▶ Required task:
Retype precisely the section of the data that starts at the line containing "Target: steel guy wire" and runs to its final line, ends included.

Position identification records:
— start —

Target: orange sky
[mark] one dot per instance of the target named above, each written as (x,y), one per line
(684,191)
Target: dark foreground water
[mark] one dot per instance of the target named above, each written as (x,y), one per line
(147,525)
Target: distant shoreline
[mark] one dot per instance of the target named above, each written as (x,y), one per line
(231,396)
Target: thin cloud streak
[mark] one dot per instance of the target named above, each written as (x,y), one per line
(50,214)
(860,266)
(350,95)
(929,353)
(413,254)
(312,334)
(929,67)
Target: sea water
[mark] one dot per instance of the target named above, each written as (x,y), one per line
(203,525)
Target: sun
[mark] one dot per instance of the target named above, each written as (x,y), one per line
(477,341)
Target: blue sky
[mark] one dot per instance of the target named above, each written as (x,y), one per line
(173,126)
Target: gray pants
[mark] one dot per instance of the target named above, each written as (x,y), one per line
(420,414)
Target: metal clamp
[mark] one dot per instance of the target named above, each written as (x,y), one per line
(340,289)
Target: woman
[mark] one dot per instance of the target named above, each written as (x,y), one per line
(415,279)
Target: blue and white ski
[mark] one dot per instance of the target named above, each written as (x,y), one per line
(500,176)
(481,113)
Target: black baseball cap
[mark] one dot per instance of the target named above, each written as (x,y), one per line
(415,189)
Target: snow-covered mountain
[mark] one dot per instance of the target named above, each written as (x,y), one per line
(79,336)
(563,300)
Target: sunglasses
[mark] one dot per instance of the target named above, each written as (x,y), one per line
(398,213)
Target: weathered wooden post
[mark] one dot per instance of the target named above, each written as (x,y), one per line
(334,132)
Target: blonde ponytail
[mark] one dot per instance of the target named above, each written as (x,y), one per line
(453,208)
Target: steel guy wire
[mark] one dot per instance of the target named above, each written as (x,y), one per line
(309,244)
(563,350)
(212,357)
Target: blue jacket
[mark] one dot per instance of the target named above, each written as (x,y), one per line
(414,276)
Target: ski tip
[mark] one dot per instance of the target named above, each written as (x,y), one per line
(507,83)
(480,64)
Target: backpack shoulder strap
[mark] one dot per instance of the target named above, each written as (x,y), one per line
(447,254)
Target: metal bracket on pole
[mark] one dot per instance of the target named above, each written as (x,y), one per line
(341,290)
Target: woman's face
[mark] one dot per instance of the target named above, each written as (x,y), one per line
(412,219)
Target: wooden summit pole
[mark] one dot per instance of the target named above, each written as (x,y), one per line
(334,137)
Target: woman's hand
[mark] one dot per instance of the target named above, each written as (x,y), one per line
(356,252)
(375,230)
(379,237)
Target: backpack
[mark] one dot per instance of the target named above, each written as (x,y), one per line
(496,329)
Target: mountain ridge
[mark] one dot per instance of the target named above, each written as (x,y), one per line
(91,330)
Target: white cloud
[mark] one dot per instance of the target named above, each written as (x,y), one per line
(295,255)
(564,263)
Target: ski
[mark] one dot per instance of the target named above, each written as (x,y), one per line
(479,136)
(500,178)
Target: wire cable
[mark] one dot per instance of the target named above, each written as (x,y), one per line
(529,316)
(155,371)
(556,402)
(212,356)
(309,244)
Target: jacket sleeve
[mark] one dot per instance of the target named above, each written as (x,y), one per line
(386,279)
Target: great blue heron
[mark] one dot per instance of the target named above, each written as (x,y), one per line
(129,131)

— end —

▶ Finished task:
Target: steel guy wire
[mark] one dot per instance of the target named above, each written as (x,y), one per line
(309,244)
(563,350)
(212,357)
Target: blue jacket
[mark] one dot per instance of the target named above, each written as (x,y), one per line
(414,276)
Target: ski tip
[mark] one dot per instance of the target named above, each written as (x,y), one per line
(507,83)
(480,64)
Target: backpack shoulder strap
[mark] one dot per instance of the target named above, each written as (x,y), one per line
(447,254)
Target: metal bracket on pole
[mark] one dot per instance of the target named above, each written as (x,y), one per line
(341,290)
Target: woman's face
[mark] one dot per instance of the target named above, each written as (x,y), one per line
(412,219)
Target: wooden summit pole
[mark] one dot per instance of the target named above, each written as (x,y), one per line
(334,137)
Target: woman's hand
[mark] one dot per instance of the target named above, each written as (x,y), one per line
(356,252)
(375,230)
(379,237)
Target: backpack
[mark] one dot per instance of the target named above, each written as (x,y), one per line
(496,329)
Target: mountain ridge
[mark] one dot per instance of the target named above, each written as (x,y), one per line
(91,330)
Target: white cloud
[mark] one dot per instance of the target named above, each written as (x,y), one per line
(295,255)
(564,263)
Target: ski
[mark] one dot per instance of the target named above, each written as (x,y), one per line
(479,136)
(500,178)
Target: wire cable
[mark] one dot per instance of the target named above, each written as (x,y), one per line
(529,316)
(155,371)
(556,402)
(212,356)
(309,244)
Target: jacket sleeve
[mark] one dot per instance of the target named above, each written as (x,y), one per line
(386,279)
Target: great blue heron
[mark] one dot per instance of the target named above, each written as (x,y), one per line
(129,131)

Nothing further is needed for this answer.